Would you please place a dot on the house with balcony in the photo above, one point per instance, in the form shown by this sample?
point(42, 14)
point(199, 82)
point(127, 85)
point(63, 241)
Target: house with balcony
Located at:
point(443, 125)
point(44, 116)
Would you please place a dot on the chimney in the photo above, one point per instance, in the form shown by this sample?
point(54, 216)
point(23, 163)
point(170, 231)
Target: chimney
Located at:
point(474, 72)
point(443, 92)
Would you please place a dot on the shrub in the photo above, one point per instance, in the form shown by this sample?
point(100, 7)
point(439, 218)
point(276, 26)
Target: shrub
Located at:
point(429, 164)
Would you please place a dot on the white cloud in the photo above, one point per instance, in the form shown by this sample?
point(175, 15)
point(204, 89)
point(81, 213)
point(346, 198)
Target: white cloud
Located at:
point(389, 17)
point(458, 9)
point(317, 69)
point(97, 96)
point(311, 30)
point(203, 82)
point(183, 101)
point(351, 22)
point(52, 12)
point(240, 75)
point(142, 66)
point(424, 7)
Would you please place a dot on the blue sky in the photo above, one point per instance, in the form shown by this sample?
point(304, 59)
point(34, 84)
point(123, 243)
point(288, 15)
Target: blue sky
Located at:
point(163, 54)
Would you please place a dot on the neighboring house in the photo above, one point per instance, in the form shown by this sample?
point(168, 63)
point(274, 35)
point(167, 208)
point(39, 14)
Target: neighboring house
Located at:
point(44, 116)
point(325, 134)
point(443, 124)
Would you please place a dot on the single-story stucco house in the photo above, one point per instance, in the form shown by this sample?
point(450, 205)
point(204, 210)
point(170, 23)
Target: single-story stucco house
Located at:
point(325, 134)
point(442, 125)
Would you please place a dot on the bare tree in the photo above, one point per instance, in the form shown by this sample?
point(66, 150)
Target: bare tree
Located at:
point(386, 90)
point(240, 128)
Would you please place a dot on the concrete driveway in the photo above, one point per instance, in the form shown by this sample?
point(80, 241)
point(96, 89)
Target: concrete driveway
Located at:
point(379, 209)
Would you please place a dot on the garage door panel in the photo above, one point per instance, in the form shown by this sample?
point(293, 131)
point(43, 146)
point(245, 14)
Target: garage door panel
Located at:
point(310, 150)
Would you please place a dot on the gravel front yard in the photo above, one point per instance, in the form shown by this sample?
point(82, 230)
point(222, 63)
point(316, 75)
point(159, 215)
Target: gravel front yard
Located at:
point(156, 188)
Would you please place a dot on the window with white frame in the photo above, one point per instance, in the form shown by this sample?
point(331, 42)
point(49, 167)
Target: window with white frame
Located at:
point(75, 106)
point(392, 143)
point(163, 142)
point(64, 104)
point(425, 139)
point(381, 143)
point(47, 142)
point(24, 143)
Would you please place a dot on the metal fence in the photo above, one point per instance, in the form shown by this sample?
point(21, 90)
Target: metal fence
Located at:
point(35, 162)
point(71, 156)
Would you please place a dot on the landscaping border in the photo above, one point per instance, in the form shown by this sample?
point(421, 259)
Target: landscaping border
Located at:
━━━
Copy the lines above word for word, from the line containing "Would you please place a dot on the metal" through the last line, inclusive.

Would you please place a dot on the metal fence in the photo above, one point per instance, in the form shown by this sample?
point(21, 90)
Target: metal fence
Located at:
point(35, 162)
point(71, 156)
Would you please place a dot on the landscaping border in the photo above, one point per instance, in the form shown by this sample?
point(421, 259)
Target: landscaping border
Located at:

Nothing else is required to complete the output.